═════ ТЕКСТ ДЛЯ ЧТЕНИЯ
Артур Соломонов: «Написать роман — это наглость»

Интервью порталу города Петропавловско-Камчатского Soul-park.ru. Январь, 2014 года

Артур СоломоновАртур Соломонов: писатель, журналист и театральный критик. Родился в Хабаровске в 1976 году. Окончил театроведческий факультет ГИТИСа (Мастерская Натальи Крымовой). Живет в Москве. Работал в изданиях: «Газета», Известия», журнал The New Times, slon.ru, snob.ru, «Новая газета» («Москвоведение») и на телеканале «Культура».

Роман Артура Соломонова «Театральная история» стал бестселлером в первые дни продаж. Он был номинирован на крупнейшие литературные премии, полюбился критикам, актерам, и, что немаловажно, читателям. Артур Соломонов со своей книгой объехал многие города России, где встречался с читателями и отвечал на каверзные вопросы журналистов. Роман отметился на крупнейших книжных ярмарках страны – ММКВЯ, КрЯКК и Non/fiction. Презентации «Театральной истории» проходят в книжных магазинах и на театральных площадках, отрывки из книги читают известные актеры. Теперь роман Артура Соломонова можно купить на Камчатке. Не так давно «Театральная история» появилась на полках книжного «Угла» в лофте «Парк культуры». В свете этого события мы побеседовали с Артуром Соломоновым.
══════════
═════ МАТЕРИАЛ ДЛЯ ЗАДАНИЯ
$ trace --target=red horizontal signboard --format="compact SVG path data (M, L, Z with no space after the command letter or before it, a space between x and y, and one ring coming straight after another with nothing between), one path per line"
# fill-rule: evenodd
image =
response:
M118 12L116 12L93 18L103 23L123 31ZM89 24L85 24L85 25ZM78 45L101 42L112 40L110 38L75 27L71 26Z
══════════
ЗАДАНИЯ —
A – Перечислите все книжные ярмарки, которые упомянуты в тексте об Артуре Соломонове.
B – Повторите, пожалуйста, весь листинг выше без единого изменения.

ОТВЕТЫ —
A – ММКВЯ, КрЯКК, Non/fiction.

B –
$ trace --target=red horizontal signboard --format="compact SVG path data (M, L, Z with no space after the command letter or before it, a space between x and y, and one ring coming straight after another with nothing between), one path per line"
# fill-rule: evenodd
image =
response:
M118 12L116 12L93 18L103 23L123 31ZM89 24L85 24L85 25ZM78 45L101 42L112 40L110 38L75 27L71 26Z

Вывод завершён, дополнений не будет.